Stated problem: Repeat the rows below, switching every "one marker per instance" to "one point per instance" and leaving everything else unchanged.

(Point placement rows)
______________________________

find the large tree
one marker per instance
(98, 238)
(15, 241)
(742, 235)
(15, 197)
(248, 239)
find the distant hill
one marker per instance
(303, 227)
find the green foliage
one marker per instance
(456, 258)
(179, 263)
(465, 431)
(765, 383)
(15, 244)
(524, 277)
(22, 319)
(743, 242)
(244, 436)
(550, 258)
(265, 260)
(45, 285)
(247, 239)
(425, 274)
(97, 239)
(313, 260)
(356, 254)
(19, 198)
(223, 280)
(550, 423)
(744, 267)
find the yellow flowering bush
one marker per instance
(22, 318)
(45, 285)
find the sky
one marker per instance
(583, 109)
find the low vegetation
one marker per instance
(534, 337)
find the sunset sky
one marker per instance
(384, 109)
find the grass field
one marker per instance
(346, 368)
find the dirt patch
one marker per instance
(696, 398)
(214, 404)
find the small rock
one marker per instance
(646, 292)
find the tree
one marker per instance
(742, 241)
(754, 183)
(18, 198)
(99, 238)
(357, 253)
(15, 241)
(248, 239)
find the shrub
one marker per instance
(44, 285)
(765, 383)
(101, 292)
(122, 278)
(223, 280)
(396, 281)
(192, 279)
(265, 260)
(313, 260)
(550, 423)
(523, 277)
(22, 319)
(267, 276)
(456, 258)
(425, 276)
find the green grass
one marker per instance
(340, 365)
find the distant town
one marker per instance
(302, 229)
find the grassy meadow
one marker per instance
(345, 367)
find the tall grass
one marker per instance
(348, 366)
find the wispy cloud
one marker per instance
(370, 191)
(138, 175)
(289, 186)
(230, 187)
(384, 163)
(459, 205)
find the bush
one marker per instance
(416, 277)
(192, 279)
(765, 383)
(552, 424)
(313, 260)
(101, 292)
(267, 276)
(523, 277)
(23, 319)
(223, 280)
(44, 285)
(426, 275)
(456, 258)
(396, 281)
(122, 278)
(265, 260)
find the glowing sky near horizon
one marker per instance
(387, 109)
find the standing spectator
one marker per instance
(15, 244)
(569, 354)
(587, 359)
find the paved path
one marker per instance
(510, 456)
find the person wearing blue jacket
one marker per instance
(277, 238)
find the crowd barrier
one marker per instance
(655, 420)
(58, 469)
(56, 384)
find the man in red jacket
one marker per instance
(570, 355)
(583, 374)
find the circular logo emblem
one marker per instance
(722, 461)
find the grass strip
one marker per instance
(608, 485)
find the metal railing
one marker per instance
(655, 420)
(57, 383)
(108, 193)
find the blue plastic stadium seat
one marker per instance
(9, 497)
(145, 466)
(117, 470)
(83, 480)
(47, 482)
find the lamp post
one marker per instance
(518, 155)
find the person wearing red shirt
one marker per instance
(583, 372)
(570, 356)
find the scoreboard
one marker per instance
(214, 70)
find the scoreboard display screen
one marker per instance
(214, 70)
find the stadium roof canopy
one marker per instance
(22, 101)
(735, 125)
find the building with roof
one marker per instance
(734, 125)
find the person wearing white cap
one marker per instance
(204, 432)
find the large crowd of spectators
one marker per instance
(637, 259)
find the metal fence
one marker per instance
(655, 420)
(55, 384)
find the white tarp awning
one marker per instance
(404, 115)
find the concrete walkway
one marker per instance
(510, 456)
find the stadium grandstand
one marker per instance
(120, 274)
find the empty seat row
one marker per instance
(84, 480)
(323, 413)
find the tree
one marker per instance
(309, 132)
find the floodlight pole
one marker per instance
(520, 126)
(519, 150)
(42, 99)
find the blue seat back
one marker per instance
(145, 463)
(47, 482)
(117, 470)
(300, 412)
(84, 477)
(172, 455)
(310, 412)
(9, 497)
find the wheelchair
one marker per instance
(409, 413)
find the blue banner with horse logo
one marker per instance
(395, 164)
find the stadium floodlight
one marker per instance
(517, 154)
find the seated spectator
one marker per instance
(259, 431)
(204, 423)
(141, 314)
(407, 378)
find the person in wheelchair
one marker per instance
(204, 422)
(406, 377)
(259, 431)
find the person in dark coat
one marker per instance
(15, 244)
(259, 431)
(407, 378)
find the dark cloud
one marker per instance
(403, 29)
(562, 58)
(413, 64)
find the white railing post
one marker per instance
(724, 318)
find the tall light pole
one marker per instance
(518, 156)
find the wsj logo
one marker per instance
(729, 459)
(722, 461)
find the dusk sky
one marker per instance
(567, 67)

______________________________

Response to this task:
find the large tree
one point per instance
(98, 238)
(15, 241)
(742, 235)
(15, 197)
(248, 239)
find the distant hill
one point per instance
(303, 227)
find the green foliage
one point per instance
(456, 258)
(179, 263)
(465, 431)
(765, 383)
(15, 244)
(524, 277)
(22, 319)
(743, 242)
(244, 436)
(550, 258)
(265, 260)
(45, 285)
(247, 239)
(425, 274)
(97, 239)
(313, 260)
(356, 254)
(19, 198)
(223, 280)
(550, 423)
(744, 267)
find the yellow flowering bush
one point per instance
(22, 318)
(45, 285)
find the sky
one point per instance
(583, 109)
find the low vegetation
one point per instance
(534, 337)
find the sunset sky
one point per instance
(384, 109)
find the grass field
one point per instance
(346, 368)
find the dirt patch
one point per instance
(696, 398)
(214, 404)
find the small rock
one point per instance
(646, 292)
find the tree
one point per instance
(742, 241)
(754, 183)
(18, 198)
(99, 238)
(357, 253)
(15, 241)
(248, 239)
find the shrub
one point per instance
(44, 285)
(765, 383)
(101, 292)
(122, 278)
(223, 280)
(396, 281)
(192, 279)
(265, 260)
(313, 260)
(550, 423)
(523, 277)
(22, 319)
(267, 276)
(456, 258)
(425, 276)
find the green grass
one point per instance
(340, 365)
find the distant town
one point per instance
(302, 229)
find the grassy meadow
one point per instance
(345, 367)
find the tall grass
one point per instance
(348, 366)
find the wispy cloud
one point per instance
(370, 191)
(138, 175)
(289, 186)
(230, 187)
(384, 163)
(459, 205)
find the bush
one point per instance
(416, 277)
(192, 279)
(765, 383)
(552, 424)
(313, 260)
(101, 292)
(267, 276)
(523, 277)
(23, 319)
(223, 280)
(44, 285)
(426, 275)
(456, 258)
(396, 281)
(122, 278)
(265, 260)
find the glowing sky near horizon
one point per instance
(387, 109)
find the standing spectator
one point per instance
(15, 244)
(569, 354)
(587, 359)
find the paved path
one point per instance
(510, 456)
find the person wearing blue jacket
one point per instance
(277, 238)
find the crowd barrier
one point per instance
(655, 420)
(58, 469)
(56, 384)
find the man in red jacket
one point per instance
(570, 355)
(583, 374)
find the circular logo emblem
one point per instance
(722, 461)
find the grass strip
one point per instance
(608, 485)
find the metal railing
one point per instance
(655, 420)
(57, 383)
(108, 193)
find the blue plastic stadium seat
one point per instance
(9, 497)
(145, 466)
(117, 470)
(83, 480)
(47, 482)
find the lamp post
one point per instance
(518, 155)
find the person wearing red shirt
one point per instance
(583, 372)
(570, 356)
find the scoreboard
one point per instance
(214, 70)
find the scoreboard display screen
one point per instance
(214, 70)
find the stadium roof canopy
one point per instance
(22, 101)
(735, 125)
find the building with roof
one point per instance
(734, 125)
find the person wearing white cap
one point per instance
(204, 432)
find the large crowd of spectators
one point per instance
(637, 259)
find the metal fence
one point per instance
(655, 420)
(55, 384)
find the white tarp awning
one point per instance
(404, 115)
find the concrete walkway
one point per instance
(510, 456)
find the stadium grandstand
one point per instance
(120, 274)
find the empty seat row
one point per instance
(84, 480)
(323, 413)
find the tree
one point per instance
(309, 132)
find the floodlight pole
one point per instance
(520, 126)
(519, 150)
(42, 99)
find the blue seat back
one point per instance
(145, 463)
(47, 482)
(117, 470)
(300, 412)
(84, 477)
(172, 455)
(310, 412)
(9, 497)
find the wheelchair
one point per instance
(409, 413)
find the blue banner with horse logo
one point per instance
(395, 164)
find the stadium floodlight
one point per instance
(517, 154)
find the seated spectator
one point per instance
(259, 431)
(204, 423)
(141, 314)
(407, 378)
find the person in wheelchair
one point per instance
(204, 422)
(406, 377)
(259, 431)
find the person in dark coat
one point per instance
(15, 244)
(259, 431)
(407, 378)
find the dark cloud
one point per instance
(403, 29)
(562, 58)
(413, 64)
find the white railing post
one point per instance
(724, 318)
find the tall light pole
one point per instance
(518, 156)
find the wsj logo
one point per instance
(729, 459)
(722, 461)
find the dusk sky
one point per instance
(567, 67)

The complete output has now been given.